>> Begin Information given

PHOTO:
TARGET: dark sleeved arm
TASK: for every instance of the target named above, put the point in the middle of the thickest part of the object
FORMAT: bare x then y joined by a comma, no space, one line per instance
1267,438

>> End Information given
>> Begin Information given

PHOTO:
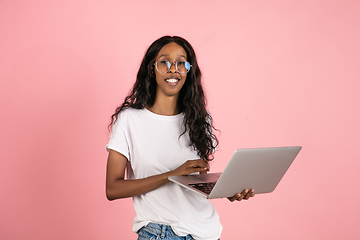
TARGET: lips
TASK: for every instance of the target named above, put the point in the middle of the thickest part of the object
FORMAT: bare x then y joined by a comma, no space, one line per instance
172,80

>> End Information given
>> Begin Information given

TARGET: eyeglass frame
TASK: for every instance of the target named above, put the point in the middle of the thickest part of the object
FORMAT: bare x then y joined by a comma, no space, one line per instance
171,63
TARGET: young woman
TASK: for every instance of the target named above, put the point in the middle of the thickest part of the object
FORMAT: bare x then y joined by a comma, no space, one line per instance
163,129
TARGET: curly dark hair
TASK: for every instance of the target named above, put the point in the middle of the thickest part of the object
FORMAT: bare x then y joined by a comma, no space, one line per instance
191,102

>> End Information given

**Given exercise**
Which lines of the material above contain the word "dark"? Report each of those lines in full.

**Exercise answer**
TARGET: dark sleeved arm
TARGET: curly dark hair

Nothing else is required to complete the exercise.